== Record excerpts ==

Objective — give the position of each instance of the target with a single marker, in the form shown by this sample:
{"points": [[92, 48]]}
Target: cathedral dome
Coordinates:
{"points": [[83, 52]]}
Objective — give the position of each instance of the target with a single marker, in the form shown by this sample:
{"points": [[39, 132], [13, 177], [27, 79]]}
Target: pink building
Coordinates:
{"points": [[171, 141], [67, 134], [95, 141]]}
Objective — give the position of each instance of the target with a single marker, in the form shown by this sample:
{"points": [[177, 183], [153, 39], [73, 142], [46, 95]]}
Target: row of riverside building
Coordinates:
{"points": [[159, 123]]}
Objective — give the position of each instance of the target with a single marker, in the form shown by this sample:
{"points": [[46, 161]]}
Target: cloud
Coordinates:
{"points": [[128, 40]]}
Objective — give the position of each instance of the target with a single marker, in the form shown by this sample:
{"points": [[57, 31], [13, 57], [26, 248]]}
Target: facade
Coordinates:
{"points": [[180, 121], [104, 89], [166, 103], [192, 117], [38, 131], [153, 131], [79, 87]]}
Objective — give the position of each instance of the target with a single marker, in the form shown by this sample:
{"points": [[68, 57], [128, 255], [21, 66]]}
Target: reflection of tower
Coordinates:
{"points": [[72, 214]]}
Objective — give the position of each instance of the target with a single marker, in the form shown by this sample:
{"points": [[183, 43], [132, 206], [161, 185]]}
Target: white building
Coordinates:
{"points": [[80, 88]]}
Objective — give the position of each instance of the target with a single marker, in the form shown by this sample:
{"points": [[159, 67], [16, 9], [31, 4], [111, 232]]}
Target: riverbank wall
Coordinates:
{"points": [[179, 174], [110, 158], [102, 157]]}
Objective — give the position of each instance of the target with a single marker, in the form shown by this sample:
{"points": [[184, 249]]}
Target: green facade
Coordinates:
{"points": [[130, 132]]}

===

• **What needs to be done**: Output an exact copy of each record.

• **Full output**:
Objective — give the position of each instance of the target with a single marker, in the form shown by this sample:
{"points": [[92, 48]]}
Target: cathedral dome
Coordinates:
{"points": [[83, 52]]}
Objective — give the position of each instance of the target with a single marker, in the form shown by this sample:
{"points": [[39, 132], [13, 177], [27, 79]]}
Target: pink building
Coordinates:
{"points": [[171, 141], [67, 134], [95, 141]]}
Objective — give the position of each instance of the target with a single marker, in the form shown by this sample:
{"points": [[177, 183], [153, 39], [73, 142], [46, 95]]}
Target: row of riverside building
Coordinates:
{"points": [[159, 123]]}
Objective — give the position of each instance of the target with a single marker, in the form shown by this sample:
{"points": [[46, 161]]}
Target: cloud
Coordinates:
{"points": [[128, 40]]}
Objective — give the position of each instance of the target with a single marker, in the form shown by this sample:
{"points": [[57, 31], [13, 57], [26, 248]]}
Target: facade
Coordinates:
{"points": [[180, 121], [104, 89], [166, 103], [192, 117], [38, 131], [153, 131], [79, 87]]}
Objective — give the position of each instance of the target with a single marker, in the form shown by this sample:
{"points": [[68, 57], [128, 255], [21, 66]]}
Target: reflection of tower
Coordinates:
{"points": [[72, 214]]}
Objective — give the position of each instance of the target with a single marker, in the form shown by this sample:
{"points": [[183, 43], [132, 206], [161, 185]]}
Target: white building
Coordinates:
{"points": [[80, 88]]}
Objective — give the position of each instance of the target with a single marker, in the form shown by this sample:
{"points": [[159, 67], [16, 9], [31, 4], [111, 232]]}
Target: riverbank wall
Coordinates:
{"points": [[179, 174], [110, 158], [102, 157]]}
Objective — give the position of each instance of the target with a single marker, in the form shown by this sample:
{"points": [[184, 249]]}
Target: green facade
Coordinates:
{"points": [[130, 132]]}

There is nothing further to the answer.